__Schriftelijke opdrachten__:
(A) Werk een stuk uit het debatverslag over stagevergoedingen bij: schrijf het opnieuw uit, beginnend bij "Nogmaals, het is" en doorlopend tot en met "meer is toegezegd.", en zet daarin "het najaar" op de plaats van "de zomer".
(B) Beantwoord de volgende vragen met behulp van het debatverslag over stagevergoedingen:
(i) Welk stuknummer heeft de motie over de stagevergoedingen?
(ii) Voor welke zomer moeten de contouren van het wetsvoorstel naar de Kamer?
(iii) Voor welke partij spreekt de heer Klaver?
(C) Pak het debatverslag over stagevergoedingen op waar het ophoudt en schrijf het verder.

__Documenttekst__:
────────

Nogmaals, het is fijn dat we ook eens op de inhoud bij elkaar kunnen
komen. Dat is mooi om te zien.
Dan ga ik naar de motie op stuk nr. 15, ingediend door de heer Klaver
c.s., over de stagevergoedingen. Daarin wordt gevraagd om voor de zomer
van 2026 de contouren van het wetsvoorstel voor de invoering van een
verplichte stagevergoeding naar de Kamer te sturen. In overleg met de
minister van OCW kan ik deze motie oordeel Kamer geven. Ik begreep dat
er al contacten zijn geweest en dat dit al min of meer is toegezegd.
Maar goed, de motie krijgt oordeel Kamer.
De heer Klaver (GroenLinks-PvdA):
Deze motie lag totaal niet in de planning. Het gevraagde was namelijk
toegezegd, maar daarna werden er terugtrekkende bewegingen gemaakt. Dus
wij dachten: laten wij het dan maar even vastleggen.
Minister Heinen:
U bent verrast. Toch leuk dat u deelneemt aan het debat.

────────

Items uit de dataset
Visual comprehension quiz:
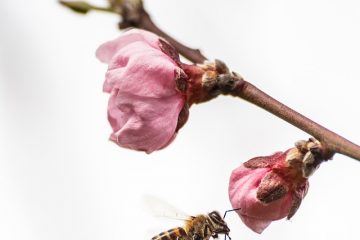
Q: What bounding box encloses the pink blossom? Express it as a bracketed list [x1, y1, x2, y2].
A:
[96, 29, 193, 153]
[229, 148, 317, 233]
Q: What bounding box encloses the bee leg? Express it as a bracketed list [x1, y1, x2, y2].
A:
[192, 233, 203, 240]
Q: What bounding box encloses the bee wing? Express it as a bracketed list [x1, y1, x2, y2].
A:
[143, 195, 193, 221]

────────

__Antwoorden__:
(A)
Nogmaals, het is fijn dat we ook eens op de inhoud bij elkaar kunnen
komen. Dat is mooi om te zien.
Dan ga ik naar de motie op stuk nr. 15, ingediend door de heer Klaver
c.s., over de stagevergoedingen. Daarin wordt gevraagd om voor het najaar
van 2026 de contouren van het wetsvoorstel voor de invoering van een
verplichte stagevergoeding naar de Kamer te sturen. In overleg met de
minister van OCW kan ik deze motie oordeel Kamer geven. Ik begreep dat
er al contacten zijn geweest en dat dit al min of meer is toegezegd.

(B)
(i) Stuk nr. 15.
(ii) De zomer van 2026.
(iii) GroenLinks-PvdA.

(C)
Dan de motie op stuk nr. 18, ingediend door de heer Kouwenhoven, over
het meerjarig inzichtelijk maken van de koopkracht. In de motie wordt de
minister van Economische Zaken — dat ben ik niet — verzocht met het CPB
te kijken hoe voortaan ook de historische ontwikkeling van de
koopkrachtcijfers kan worden weergegeven. Ik moet deze motie ontraden,
want dit doen we al. Dit zit al in het CEP. De motie is in die zin dus
niet nodig. De koopkrachtcijfers worden al meerjarig inzichtelijk
gemaakt. De motie is dus overbodig — als dat ook een oordeel is. Dan is
de motie overbodig.
De voorzitter:
Een vernietigend oordeel.
Minister Heinen:
Dat vind ik altijd wat harder klinken dan "ontraden".
Dan de motie op stuk nr. 19, ingediend door de heer Kouwenhoven, over de
versterking van de financiële functie van de Tweede Kamer. Volgens mijn
administratie is die motie ingetrokken. Ik kijk even naar de heer
Kouwenhoven. Klopt dat?
De heer Kouwenhoven (NSC):
Ik ben benieuwd naar het oordeel over de motie.
De voorzitter:
Ik stel voor dat de minister daar geen oordeel over gaat geven.
Minister Heinen:
Nee, want daar ga ik niet over. Dat is aan de Kamer en aan het
Presidium, uiteindelijk. Ik heb er wel een mening over, maar die zal ik
niet geven. Nogmaals, ik weet niet of de motie op de stemmingslijst
komt.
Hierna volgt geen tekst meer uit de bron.